══ Given data

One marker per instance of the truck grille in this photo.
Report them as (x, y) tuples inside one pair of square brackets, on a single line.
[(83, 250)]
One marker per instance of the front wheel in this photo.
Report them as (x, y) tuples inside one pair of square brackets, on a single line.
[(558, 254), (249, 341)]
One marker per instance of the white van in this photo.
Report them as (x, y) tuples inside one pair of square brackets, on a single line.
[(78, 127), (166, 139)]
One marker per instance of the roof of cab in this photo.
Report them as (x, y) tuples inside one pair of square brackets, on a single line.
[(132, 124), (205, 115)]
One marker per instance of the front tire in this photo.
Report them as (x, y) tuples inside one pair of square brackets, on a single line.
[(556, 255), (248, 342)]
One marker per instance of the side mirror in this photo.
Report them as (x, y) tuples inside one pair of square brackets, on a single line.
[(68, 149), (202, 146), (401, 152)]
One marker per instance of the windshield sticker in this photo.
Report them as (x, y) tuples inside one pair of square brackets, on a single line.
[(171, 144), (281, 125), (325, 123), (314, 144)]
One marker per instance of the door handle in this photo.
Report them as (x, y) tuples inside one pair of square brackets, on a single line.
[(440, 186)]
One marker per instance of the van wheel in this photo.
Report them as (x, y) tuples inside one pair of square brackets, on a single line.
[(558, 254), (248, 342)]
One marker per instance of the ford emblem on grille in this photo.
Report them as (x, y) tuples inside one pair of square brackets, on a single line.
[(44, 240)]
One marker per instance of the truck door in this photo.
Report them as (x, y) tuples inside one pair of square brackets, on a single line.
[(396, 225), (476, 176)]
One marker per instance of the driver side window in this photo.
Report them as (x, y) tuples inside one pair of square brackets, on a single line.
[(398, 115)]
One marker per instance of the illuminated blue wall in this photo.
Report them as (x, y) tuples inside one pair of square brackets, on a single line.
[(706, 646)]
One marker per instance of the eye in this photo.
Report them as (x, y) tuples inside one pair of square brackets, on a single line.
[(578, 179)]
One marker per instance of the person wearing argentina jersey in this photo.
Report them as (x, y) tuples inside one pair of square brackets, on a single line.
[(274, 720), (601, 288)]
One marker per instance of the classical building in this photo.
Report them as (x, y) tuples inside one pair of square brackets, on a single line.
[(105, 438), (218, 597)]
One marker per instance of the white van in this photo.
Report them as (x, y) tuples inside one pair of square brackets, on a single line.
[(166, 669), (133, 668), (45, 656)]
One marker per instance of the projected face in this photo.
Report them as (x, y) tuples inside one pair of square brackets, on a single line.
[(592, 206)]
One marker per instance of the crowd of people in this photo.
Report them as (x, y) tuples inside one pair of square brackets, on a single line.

════

Prompt: Can you duplicate all of the entries above, character for character?

The reply:
One marker per instance of the truck grille in this photo.
Report them as (x, y) tuples inside one pair of square brackets, on a single line.
[(83, 250)]
One marker per instance of the front wheel in this photo.
Report them as (x, y) tuples inside one pair of square brackets, on a single line.
[(558, 254), (249, 341)]
One marker per instance of the white van in this photo.
Report them as (x, y) tuples inside one pair of square brackets, on a single line.
[(78, 127), (166, 139)]
One marker per instance of the roof of cab in this photo.
Report them as (x, y) tuples inside one pair of square brackets, on a single line.
[(132, 124), (205, 115)]
One marker per instance of the front tire in this photo.
Report them as (x, y) tuples inside one pair of square brackets, on a single line.
[(556, 255), (248, 342)]
One marker per instance of the side mirror in this photo.
Report them as (x, y) tuples inside one pair of square brackets, on a single line.
[(68, 149), (202, 146), (401, 152)]
One marker per instance of the windshield sticker in this photo.
Report them as (x, y) tuples inside one pair of square brackets, on a single line.
[(171, 144), (281, 125), (325, 123), (314, 144)]
One marker per instance of the door handle in this photo.
Report them as (x, y) tuples inside one pair of square brackets, on a single line.
[(440, 186)]
One marker per instance of the van wheel in this photo.
Report them as (x, y) tuples inside one pair of square brackets, on a single line.
[(558, 254), (248, 342)]
One marker per instance of the ford emblem on grille in this photo.
Report them as (x, y) tuples inside one pair of square brackets, on a single line.
[(44, 240)]
One marker per instance of the truck door in this photo.
Report them as (x, y) tuples inside one pair of square brackets, on a single line.
[(396, 225), (476, 176)]
One marker per instance of the driver side window in this photo.
Report them as (x, y) tuples inside one pair of square brackets, on a single line.
[(398, 115)]
One marker per instance of the illuminated blue wall in this photo.
Report them as (x, y) tuples inside one pair of square brackets, on a single line.
[(706, 646)]
One marker per instance of the eye in this photo.
Report them as (x, y) tuples inside one pair of square brackets, on a single line.
[(578, 179)]
One marker per instance of the person wearing argentina jersey in this photo.
Report them as (x, y) tuples inside one pair of square brackets, on a single line.
[(274, 720), (601, 288)]
One marker per instance of the classical building in this photo.
Report them as (x, y) tuples inside one pair of square brackets, on a single line.
[(105, 438), (218, 597)]
One marker per instance of the white van in this photo.
Report them as (x, y) tuples inside one pair of square brackets, on a single line.
[(166, 669), (133, 668), (45, 656)]
One marker per instance of the projected face in this photo.
Report them as (x, y) tuples inside one pair of square brackets, on a single line.
[(592, 206)]
One marker per instance of the crowd of people in this photo.
Report them as (x, y) tuples inside one pair of square brackets, on a single line.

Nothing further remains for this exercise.